## Description of the task
Render every entry verbatim.

## Given information
━━━━━━━━━━━━━━━━━━━━

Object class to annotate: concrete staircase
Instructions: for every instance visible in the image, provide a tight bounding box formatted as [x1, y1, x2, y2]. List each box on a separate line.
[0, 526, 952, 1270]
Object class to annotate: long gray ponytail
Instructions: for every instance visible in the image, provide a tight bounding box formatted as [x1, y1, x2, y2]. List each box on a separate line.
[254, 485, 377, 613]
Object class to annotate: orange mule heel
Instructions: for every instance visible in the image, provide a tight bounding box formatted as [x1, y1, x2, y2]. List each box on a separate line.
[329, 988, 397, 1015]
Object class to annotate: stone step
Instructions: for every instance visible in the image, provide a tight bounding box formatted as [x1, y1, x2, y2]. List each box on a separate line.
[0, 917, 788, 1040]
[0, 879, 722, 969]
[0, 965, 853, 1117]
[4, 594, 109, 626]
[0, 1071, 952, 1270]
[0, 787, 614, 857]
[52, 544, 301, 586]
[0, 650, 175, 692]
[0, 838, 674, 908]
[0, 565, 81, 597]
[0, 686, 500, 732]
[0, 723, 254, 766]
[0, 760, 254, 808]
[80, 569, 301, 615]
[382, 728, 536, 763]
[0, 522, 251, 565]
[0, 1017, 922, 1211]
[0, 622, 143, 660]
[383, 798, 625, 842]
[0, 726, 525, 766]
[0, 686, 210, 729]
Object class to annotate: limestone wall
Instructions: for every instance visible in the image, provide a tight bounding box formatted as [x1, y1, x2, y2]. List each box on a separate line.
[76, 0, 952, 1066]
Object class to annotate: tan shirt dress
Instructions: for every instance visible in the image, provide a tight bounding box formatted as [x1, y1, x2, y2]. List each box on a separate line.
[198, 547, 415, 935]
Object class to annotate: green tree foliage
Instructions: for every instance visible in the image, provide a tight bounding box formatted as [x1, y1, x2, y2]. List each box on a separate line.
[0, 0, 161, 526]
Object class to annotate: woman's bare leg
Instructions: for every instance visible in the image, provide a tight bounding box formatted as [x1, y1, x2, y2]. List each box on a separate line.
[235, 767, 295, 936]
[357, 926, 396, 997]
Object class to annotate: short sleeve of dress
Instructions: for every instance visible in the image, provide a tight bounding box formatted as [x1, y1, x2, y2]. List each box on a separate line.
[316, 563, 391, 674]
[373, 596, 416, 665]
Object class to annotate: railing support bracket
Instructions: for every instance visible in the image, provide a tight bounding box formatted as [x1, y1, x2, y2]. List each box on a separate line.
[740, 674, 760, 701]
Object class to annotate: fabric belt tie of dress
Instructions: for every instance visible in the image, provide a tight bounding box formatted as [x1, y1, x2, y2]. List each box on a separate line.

━━━━━━━━━━━━━━━━━━━━

## Answer for this exercise
Object class to annotate: concrete staircase
Instructions: for every instance visible in the image, provide a tight bounding box formatted as [x1, y1, x2, y2]. List each box on a separate line.
[0, 526, 952, 1270]
Object class to annotate: long gray ponytail
Instructions: for every instance visible in the image, provide a tight bounding box formatted as [x1, y1, x2, y2]. List each box on a separate line.
[254, 485, 377, 613]
Object class to annotate: orange mule heel
Instructions: for every instance visible in the image, provide a tight bounding box formatted as [x1, y1, x2, y2]. List each box on a separate line.
[329, 988, 397, 1015]
Object class to annotate: stone step
Instructions: for every instance visible in the image, provide a tight bounding box formatted as [x1, y1, x2, y2]. List each box on a separate line.
[0, 917, 788, 1040]
[0, 879, 722, 969]
[0, 965, 853, 1117]
[4, 594, 109, 626]
[0, 1071, 952, 1270]
[0, 787, 614, 857]
[52, 544, 301, 586]
[0, 650, 175, 692]
[0, 838, 674, 908]
[0, 565, 81, 597]
[0, 686, 500, 732]
[0, 723, 254, 766]
[0, 760, 254, 808]
[80, 569, 301, 615]
[382, 728, 536, 763]
[0, 522, 251, 565]
[0, 1017, 922, 1211]
[0, 622, 143, 660]
[383, 798, 625, 842]
[0, 726, 525, 766]
[0, 686, 210, 729]
Object class to annotate: limestone wall
Instructions: for every instance visible in the image, provide a tight bounding box formatted as [x1, y1, x2, y2]. List each box on a separate line.
[76, 0, 952, 1066]
Object class to annotate: tan shirt dress
Instructions: for every instance visible in the image, provide a tight bounding box formatted as [x1, y1, x2, y2]. List each box on a separate line.
[198, 547, 415, 935]
Object class to annotate: green tree foliage
Instructions: for every instance visible in the image, provide a tight bounding box formatted as [x1, y1, x2, y2]. List each box on a separate line.
[0, 0, 161, 526]
Object class to annotate: woman's bare leg
Instructions: for every instance visible in the image, provide a tight bounding box formatted as [x1, y1, x2, y2]. List each box on a separate line.
[235, 767, 295, 936]
[357, 926, 396, 997]
Object class to annotate: short sleeve of dress
Instructions: for every instance visible in the image, provide a tight bounding box formatted as [x1, y1, x2, y2]. List each box on a separate line.
[316, 563, 391, 674]
[373, 596, 416, 665]
Object class to annotate: railing support bracket
Instructions: for every instance visible in the image, provide a tight bounding box formatted as [x1, y1, x2, y2]. List each box on a separate line.
[740, 674, 760, 701]
Object class to annotate: fabric belt tie of dress
Instructions: for every instance visible in the image, provide a tight bounding box formatted as [x1, y1, x2, y2]. List each box on a separate line.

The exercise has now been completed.